┌─ TASK MATERIAL
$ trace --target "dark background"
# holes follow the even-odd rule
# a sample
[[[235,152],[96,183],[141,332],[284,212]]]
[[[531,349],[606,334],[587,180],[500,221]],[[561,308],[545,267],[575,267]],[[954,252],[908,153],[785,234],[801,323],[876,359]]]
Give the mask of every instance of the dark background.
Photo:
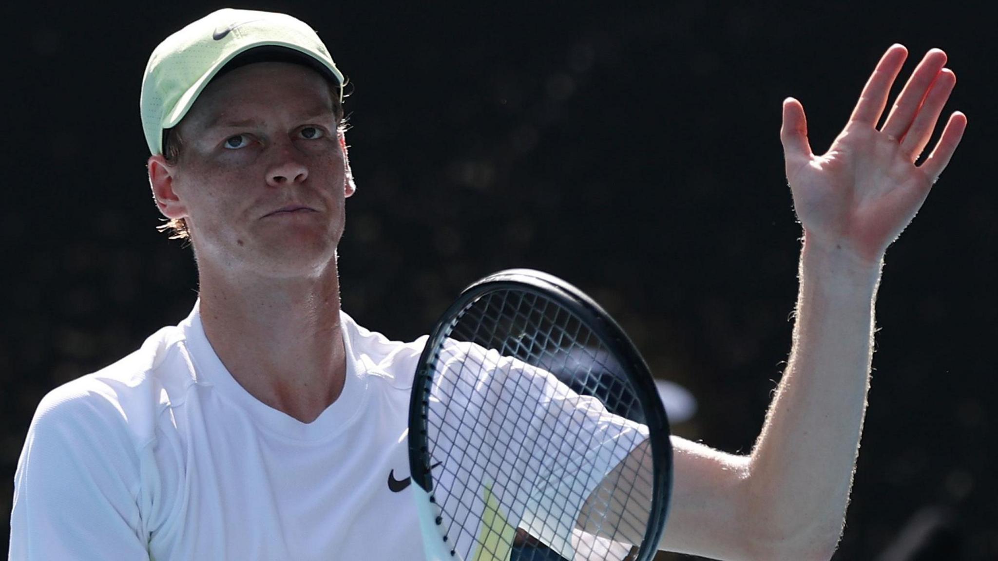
└─
Copy out every line of the records that holds the word "background".

**OUTPUT FOR THIS EXERCISE:**
$ trace --target "dark background"
Give the mask of every instance of the dark background.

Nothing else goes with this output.